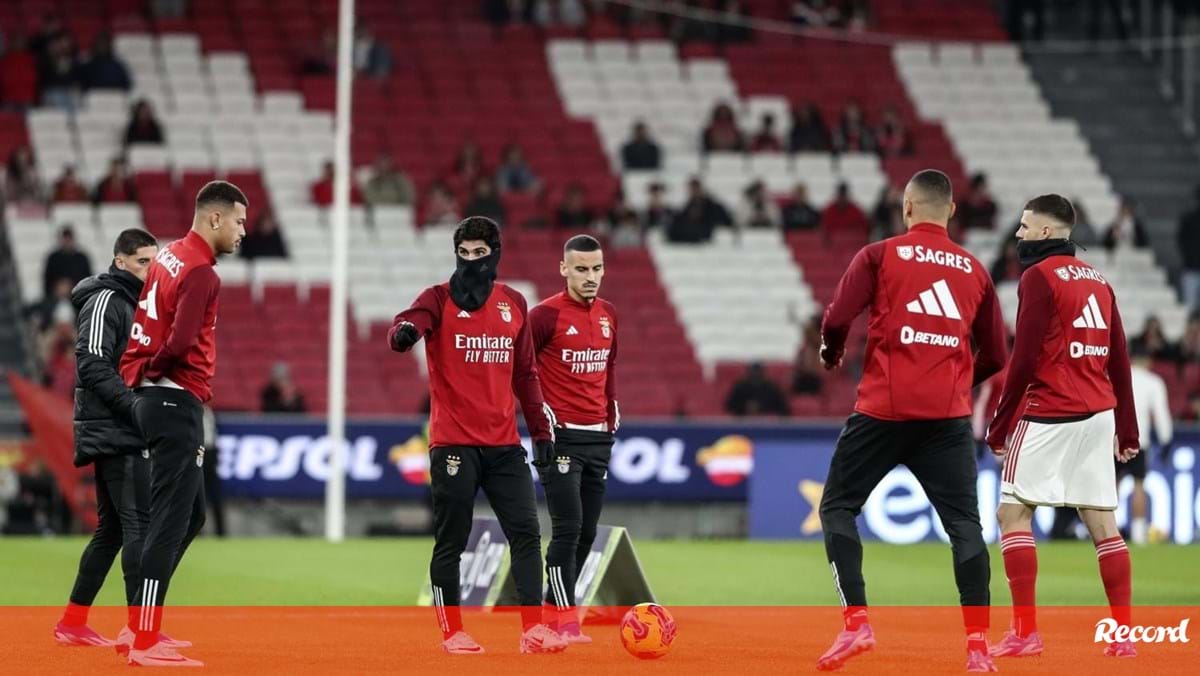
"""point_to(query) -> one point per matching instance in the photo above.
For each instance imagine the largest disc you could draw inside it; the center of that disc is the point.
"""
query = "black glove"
(405, 338)
(543, 454)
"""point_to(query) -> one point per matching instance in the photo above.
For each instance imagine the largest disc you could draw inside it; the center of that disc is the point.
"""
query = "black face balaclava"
(1030, 253)
(472, 280)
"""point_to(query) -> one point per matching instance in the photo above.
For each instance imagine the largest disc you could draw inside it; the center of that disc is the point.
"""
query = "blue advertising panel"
(789, 480)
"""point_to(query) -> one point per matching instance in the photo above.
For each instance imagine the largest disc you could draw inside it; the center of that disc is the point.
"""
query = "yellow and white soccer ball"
(647, 630)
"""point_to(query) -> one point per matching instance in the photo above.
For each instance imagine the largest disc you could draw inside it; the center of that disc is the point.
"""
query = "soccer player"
(103, 431)
(1066, 410)
(1153, 408)
(479, 352)
(169, 362)
(575, 340)
(928, 299)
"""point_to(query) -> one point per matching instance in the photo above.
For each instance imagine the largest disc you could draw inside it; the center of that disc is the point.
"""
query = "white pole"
(335, 488)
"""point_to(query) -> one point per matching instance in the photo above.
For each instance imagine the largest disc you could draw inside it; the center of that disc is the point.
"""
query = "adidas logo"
(936, 301)
(1091, 318)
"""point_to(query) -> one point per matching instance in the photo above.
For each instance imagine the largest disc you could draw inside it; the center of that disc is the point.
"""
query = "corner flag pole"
(335, 486)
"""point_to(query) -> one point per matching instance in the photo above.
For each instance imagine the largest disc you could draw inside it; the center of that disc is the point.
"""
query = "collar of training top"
(931, 228)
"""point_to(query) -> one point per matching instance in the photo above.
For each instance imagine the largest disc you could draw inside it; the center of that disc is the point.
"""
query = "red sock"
(76, 615)
(1117, 576)
(1021, 567)
(531, 616)
(853, 616)
(449, 620)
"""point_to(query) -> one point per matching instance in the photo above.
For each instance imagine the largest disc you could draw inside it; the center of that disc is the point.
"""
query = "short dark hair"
(1054, 205)
(222, 193)
(581, 243)
(934, 184)
(131, 240)
(478, 227)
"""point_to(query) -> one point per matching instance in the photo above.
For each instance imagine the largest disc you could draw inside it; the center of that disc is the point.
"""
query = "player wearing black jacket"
(105, 435)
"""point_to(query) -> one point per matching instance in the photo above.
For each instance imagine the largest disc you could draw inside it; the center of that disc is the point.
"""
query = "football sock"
(1021, 567)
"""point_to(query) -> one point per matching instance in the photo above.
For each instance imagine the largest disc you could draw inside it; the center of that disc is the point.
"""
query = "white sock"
(1138, 531)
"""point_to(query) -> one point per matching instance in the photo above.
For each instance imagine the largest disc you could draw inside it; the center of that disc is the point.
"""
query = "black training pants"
(172, 423)
(941, 456)
(575, 486)
(456, 473)
(123, 503)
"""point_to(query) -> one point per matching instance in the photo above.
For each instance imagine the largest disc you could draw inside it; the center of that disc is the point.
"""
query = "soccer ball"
(647, 630)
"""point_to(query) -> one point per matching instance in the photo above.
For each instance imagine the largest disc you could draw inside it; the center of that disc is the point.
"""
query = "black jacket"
(103, 407)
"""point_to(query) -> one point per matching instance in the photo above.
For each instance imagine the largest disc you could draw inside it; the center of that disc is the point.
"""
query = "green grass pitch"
(389, 572)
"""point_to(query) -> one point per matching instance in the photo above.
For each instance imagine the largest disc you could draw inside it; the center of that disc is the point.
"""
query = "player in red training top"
(929, 300)
(479, 352)
(169, 362)
(1066, 411)
(575, 339)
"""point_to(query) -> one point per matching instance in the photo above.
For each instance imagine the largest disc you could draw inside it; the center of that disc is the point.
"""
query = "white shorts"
(1062, 465)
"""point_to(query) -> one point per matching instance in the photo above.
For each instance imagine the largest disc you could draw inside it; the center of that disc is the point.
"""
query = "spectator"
(767, 141)
(22, 180)
(514, 174)
(1152, 341)
(798, 214)
(69, 189)
(757, 209)
(117, 185)
(641, 151)
(264, 240)
(1007, 267)
(887, 217)
(699, 217)
(322, 191)
(853, 135)
(143, 126)
(723, 133)
(978, 209)
(485, 202)
(807, 376)
(441, 208)
(892, 136)
(574, 211)
(756, 394)
(843, 215)
(468, 165)
(1127, 231)
(1189, 347)
(103, 70)
(371, 57)
(58, 73)
(1187, 238)
(281, 395)
(65, 263)
(387, 184)
(658, 213)
(809, 132)
(18, 75)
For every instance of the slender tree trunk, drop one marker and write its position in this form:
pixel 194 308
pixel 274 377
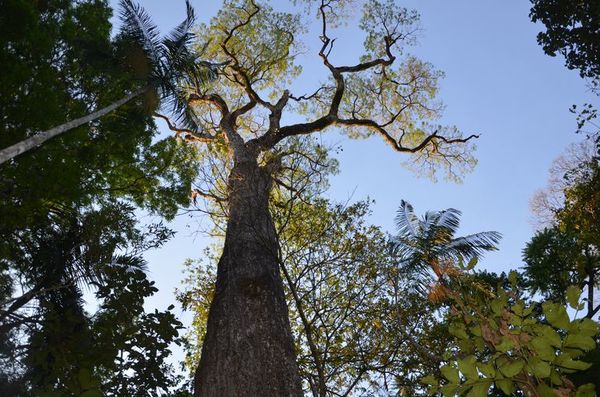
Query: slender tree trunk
pixel 248 349
pixel 41 137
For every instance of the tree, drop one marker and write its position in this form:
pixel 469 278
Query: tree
pixel 573 30
pixel 359 326
pixel 504 344
pixel 67 210
pixel 161 66
pixel 429 245
pixel 566 252
pixel 248 347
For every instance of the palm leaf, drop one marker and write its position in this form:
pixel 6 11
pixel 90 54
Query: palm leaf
pixel 138 25
pixel 474 245
pixel 407 222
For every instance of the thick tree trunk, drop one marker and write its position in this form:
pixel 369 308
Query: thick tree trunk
pixel 248 349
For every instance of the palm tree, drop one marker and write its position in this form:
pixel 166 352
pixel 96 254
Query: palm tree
pixel 174 68
pixel 428 244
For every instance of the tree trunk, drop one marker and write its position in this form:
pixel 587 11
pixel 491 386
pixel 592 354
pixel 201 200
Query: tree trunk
pixel 248 349
pixel 41 137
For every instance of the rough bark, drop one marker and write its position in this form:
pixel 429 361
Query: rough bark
pixel 248 349
pixel 38 139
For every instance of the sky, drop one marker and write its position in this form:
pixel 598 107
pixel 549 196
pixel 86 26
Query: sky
pixel 498 83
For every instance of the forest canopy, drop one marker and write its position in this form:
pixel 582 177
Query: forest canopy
pixel 109 134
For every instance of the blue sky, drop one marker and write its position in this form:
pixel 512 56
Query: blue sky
pixel 498 83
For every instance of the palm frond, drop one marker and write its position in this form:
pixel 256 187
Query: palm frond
pixel 449 219
pixel 177 42
pixel 137 24
pixel 474 245
pixel 406 221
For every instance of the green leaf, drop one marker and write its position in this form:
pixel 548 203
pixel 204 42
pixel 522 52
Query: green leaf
pixel 511 368
pixel 505 345
pixel 550 336
pixel 497 305
pixel 506 385
pixel 568 363
pixel 543 348
pixel 487 369
pixel 545 391
pixel 480 389
pixel 588 327
pixel 429 380
pixel 573 294
pixel 458 330
pixel 556 315
pixel 450 373
pixel 540 369
pixel 467 367
pixel 472 263
pixel 585 343
pixel 449 390
pixel 587 390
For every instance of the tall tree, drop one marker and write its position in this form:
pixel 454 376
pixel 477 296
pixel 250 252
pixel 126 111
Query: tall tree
pixel 572 30
pixel 248 349
pixel 67 208
pixel 429 245
pixel 160 67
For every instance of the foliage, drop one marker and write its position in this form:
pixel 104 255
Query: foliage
pixel 429 245
pixel 571 30
pixel 359 325
pixel 503 343
pixel 567 252
pixel 68 223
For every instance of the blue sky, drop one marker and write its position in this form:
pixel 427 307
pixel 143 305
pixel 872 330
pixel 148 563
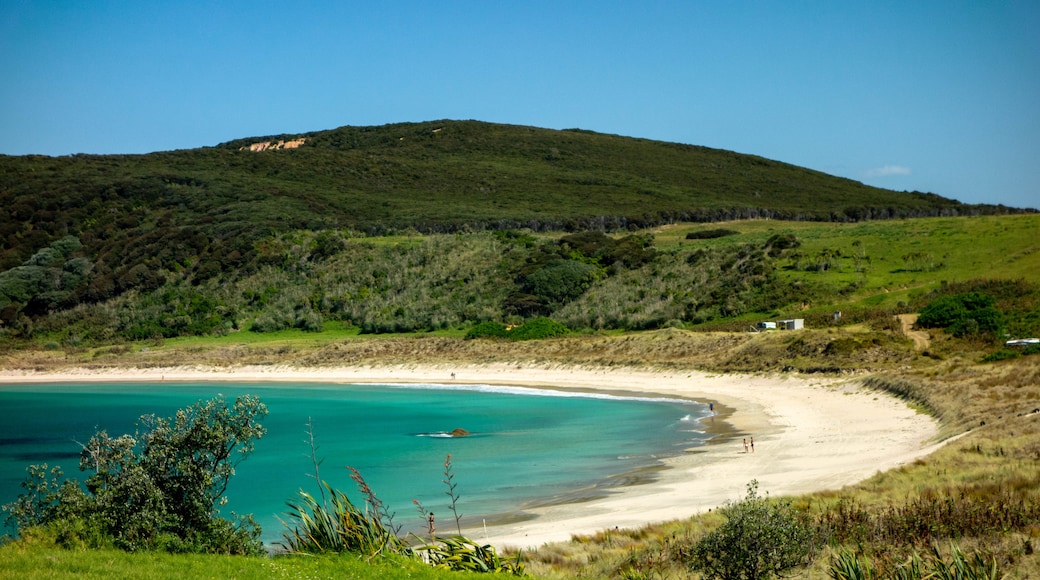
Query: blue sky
pixel 930 96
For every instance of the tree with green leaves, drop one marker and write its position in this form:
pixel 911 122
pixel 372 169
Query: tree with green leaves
pixel 160 488
pixel 760 538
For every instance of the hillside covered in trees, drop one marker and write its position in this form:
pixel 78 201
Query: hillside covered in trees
pixel 265 233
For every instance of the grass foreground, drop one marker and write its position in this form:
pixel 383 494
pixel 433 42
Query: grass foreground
pixel 951 498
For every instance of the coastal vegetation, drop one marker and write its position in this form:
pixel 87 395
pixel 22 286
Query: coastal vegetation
pixel 461 241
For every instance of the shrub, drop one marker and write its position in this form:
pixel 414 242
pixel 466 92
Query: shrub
pixel 487 330
pixel 1002 354
pixel 539 328
pixel 157 489
pixel 759 538
pixel 561 281
pixel 963 315
pixel 711 234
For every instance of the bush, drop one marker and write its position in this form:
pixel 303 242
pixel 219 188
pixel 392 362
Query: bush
pixel 963 315
pixel 561 281
pixel 758 539
pixel 487 330
pixel 156 490
pixel 539 328
pixel 1002 354
pixel 711 234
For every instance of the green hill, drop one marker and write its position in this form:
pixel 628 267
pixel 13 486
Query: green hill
pixel 87 229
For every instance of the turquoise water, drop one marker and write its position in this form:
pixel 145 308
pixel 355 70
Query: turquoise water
pixel 526 446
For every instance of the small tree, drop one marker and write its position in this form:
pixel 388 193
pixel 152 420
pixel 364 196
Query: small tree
pixel 159 488
pixel 759 538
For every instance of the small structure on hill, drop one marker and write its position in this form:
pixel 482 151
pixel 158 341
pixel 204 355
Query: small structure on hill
pixel 791 324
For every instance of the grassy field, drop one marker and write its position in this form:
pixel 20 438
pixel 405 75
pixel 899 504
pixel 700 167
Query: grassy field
pixel 980 492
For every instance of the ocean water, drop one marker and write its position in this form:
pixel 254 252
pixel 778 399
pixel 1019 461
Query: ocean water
pixel 526 446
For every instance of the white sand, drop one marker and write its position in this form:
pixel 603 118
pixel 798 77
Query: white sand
pixel 809 433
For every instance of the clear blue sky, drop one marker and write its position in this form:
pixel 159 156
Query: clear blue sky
pixel 934 96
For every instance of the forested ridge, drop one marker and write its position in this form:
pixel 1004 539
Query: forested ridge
pixel 177 228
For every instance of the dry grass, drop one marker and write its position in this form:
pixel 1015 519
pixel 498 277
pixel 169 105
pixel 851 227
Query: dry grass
pixel 981 492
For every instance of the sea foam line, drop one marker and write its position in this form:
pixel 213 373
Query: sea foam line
pixel 528 391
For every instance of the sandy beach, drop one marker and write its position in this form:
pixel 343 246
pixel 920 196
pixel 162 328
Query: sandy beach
pixel 810 435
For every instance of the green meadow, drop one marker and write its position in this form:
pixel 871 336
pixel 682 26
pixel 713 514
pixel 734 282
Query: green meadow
pixel 979 495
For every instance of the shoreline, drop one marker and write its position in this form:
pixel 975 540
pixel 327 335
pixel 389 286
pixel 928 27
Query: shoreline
pixel 810 433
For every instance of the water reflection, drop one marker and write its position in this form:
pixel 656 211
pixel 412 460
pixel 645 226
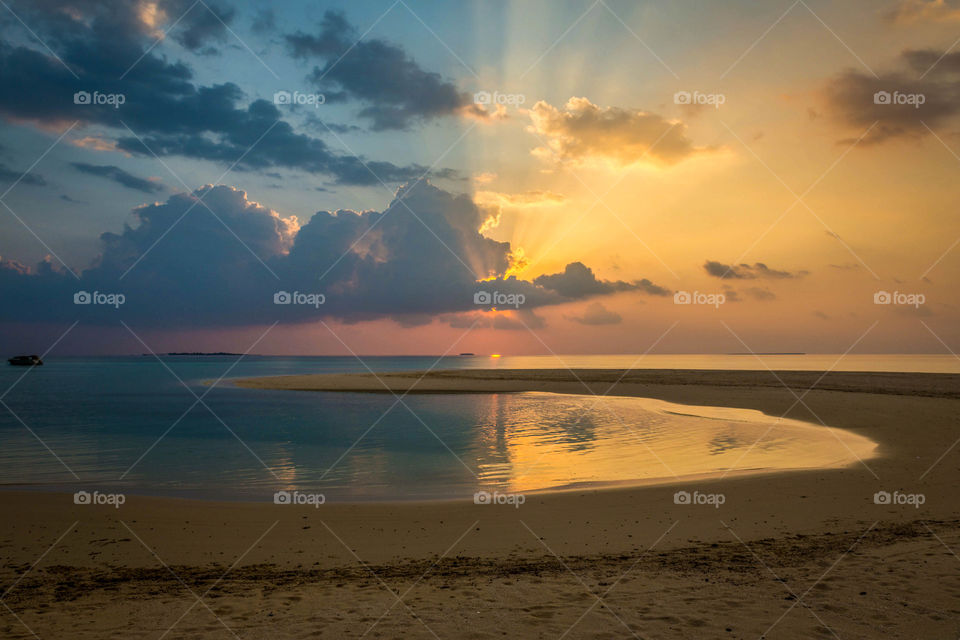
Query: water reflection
pixel 363 446
pixel 549 440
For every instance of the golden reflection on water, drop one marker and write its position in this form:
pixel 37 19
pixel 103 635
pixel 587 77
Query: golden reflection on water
pixel 531 441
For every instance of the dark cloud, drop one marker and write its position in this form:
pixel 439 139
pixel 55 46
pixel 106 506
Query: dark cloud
pixel 120 176
pixel 102 45
pixel 395 90
pixel 597 314
pixel 182 265
pixel 264 22
pixel 747 271
pixel 579 281
pixel 898 103
pixel 9 176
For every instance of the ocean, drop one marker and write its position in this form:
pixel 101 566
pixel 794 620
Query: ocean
pixel 135 425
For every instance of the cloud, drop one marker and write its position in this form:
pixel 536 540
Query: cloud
pixel 597 314
pixel 495 202
pixel 761 294
pixel 578 281
pixel 912 11
pixel 747 272
pixel 183 266
pixel 120 176
pixel 583 131
pixel 9 175
pixel 265 21
pixel 395 91
pixel 98 41
pixel 512 320
pixel 897 103
pixel 534 198
pixel 197 24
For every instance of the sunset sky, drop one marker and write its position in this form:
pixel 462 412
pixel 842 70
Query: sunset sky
pixel 629 152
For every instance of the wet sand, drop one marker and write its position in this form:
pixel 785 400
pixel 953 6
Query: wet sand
pixel 791 555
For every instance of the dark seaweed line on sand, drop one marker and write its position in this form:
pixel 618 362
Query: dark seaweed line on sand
pixel 64 583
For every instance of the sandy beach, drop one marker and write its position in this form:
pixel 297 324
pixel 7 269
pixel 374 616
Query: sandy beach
pixel 792 555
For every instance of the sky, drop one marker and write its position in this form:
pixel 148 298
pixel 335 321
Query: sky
pixel 492 177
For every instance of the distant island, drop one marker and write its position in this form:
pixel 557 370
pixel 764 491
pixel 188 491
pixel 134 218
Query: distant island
pixel 197 353
pixel 768 353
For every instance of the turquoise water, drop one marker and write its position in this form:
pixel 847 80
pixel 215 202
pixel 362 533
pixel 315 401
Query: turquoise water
pixel 128 424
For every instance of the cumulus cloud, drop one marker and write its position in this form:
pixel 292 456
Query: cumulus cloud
pixel 760 293
pixel 99 40
pixel 898 102
pixel 747 271
pixel 120 176
pixel 583 131
pixel 597 314
pixel 396 91
pixel 182 265
pixel 495 202
pixel 9 175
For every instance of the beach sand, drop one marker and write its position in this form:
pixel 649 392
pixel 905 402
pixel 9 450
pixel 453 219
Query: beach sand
pixel 791 555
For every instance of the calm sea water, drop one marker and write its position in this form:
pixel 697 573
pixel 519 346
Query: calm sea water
pixel 129 424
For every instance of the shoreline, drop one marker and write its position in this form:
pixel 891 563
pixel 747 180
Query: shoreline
pixel 781 547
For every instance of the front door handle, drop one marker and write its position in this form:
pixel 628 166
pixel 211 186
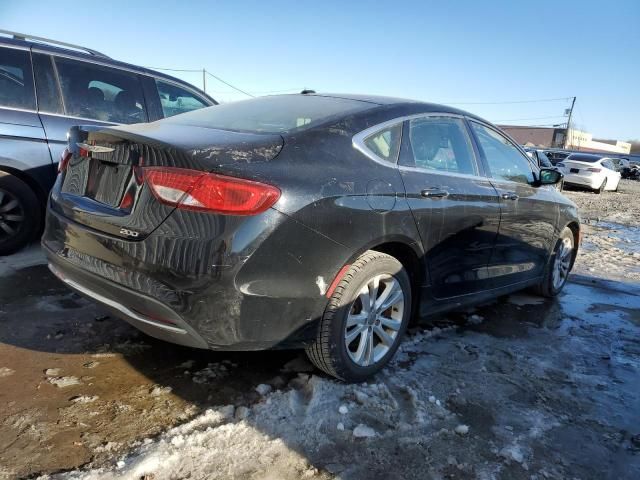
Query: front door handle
pixel 434 193
pixel 510 196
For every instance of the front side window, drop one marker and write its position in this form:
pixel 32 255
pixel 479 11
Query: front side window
pixel 385 144
pixel 100 93
pixel 441 143
pixel 503 158
pixel 16 79
pixel 175 100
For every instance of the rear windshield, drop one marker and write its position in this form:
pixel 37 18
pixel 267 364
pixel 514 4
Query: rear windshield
pixel 583 158
pixel 277 114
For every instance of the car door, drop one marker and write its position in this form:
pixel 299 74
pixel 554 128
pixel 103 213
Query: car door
pixel 455 207
pixel 528 214
pixel 22 139
pixel 613 175
pixel 73 92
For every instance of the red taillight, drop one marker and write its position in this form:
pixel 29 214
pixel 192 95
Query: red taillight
pixel 64 160
pixel 209 192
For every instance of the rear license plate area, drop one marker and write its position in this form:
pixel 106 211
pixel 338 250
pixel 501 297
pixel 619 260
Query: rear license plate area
pixel 107 181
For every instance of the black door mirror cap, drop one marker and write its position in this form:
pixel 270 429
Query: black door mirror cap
pixel 549 176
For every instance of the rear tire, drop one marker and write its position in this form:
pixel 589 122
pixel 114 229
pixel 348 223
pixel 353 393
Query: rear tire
pixel 356 340
pixel 559 265
pixel 20 214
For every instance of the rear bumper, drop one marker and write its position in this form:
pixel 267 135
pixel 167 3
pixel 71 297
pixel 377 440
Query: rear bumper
pixel 111 295
pixel 213 282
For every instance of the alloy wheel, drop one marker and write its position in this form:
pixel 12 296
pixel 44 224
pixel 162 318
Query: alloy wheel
pixel 11 215
pixel 374 320
pixel 562 263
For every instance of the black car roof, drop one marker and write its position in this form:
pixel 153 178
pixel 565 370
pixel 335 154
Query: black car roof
pixel 96 58
pixel 399 102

◇ ◇ ◇ ◇ ◇ ◇ ◇

• **What you should do**:
Write out the data again from the line that contains "For every instance of the front door" through the end of the data, with "drop one marker" swapped for "place a single marker" and everything else unchanged. Leave the pictures out of your answer.

• **Written response**:
For every instance of the front door handle, place a single marker and write its position in this form:
pixel 628 166
pixel 211 186
Query: front door handle
pixel 434 193
pixel 510 196
For every instance of the front side window, place a single marker and write its position in this form:
pixel 32 255
pixel 479 11
Query: front side window
pixel 385 144
pixel 100 93
pixel 441 143
pixel 503 158
pixel 16 79
pixel 175 100
For every instance of the rear windshield, place a single marker and write its position in this form:
pixel 37 18
pixel 267 364
pixel 514 4
Query: rear windshield
pixel 583 158
pixel 277 114
For every instance of the car door, place a single marker and write its position in this form:
pixel 299 74
pixel 554 128
pixel 103 213
Query: car door
pixel 455 207
pixel 528 214
pixel 22 139
pixel 613 175
pixel 73 92
For every instance of the red taillight, place a single marker and write its position in this form:
pixel 29 214
pixel 192 95
Query: red taillight
pixel 64 160
pixel 209 192
For every instance of the rear license plate area, place a single marker and write its position in this form:
pixel 106 211
pixel 338 250
pixel 501 297
pixel 619 260
Query: rear license plate area
pixel 107 181
For every instance of the black door mirror cap, place a single marker and write its position in this form:
pixel 270 429
Query: black door mirror cap
pixel 549 176
For every instance of the rear tire, place a single marker and write its position in this form:
pixel 589 122
pixel 114 229
pixel 348 223
pixel 353 393
Query: rear tire
pixel 356 340
pixel 559 265
pixel 20 214
For every instance of the rear bumper, place a single marker and write its position in this form:
pixel 267 135
pixel 167 3
pixel 71 297
pixel 377 440
Query: rear bumper
pixel 111 295
pixel 213 282
For every instance of the alloy wheel, place a single marker and write its position in this form:
pixel 12 296
pixel 44 224
pixel 162 318
Query: alloy wheel
pixel 11 215
pixel 374 320
pixel 562 263
For every instance of the black car roof, place a single marker and write its position in this form:
pixel 153 178
pixel 565 370
pixel 335 154
Query: black car roof
pixel 96 58
pixel 399 102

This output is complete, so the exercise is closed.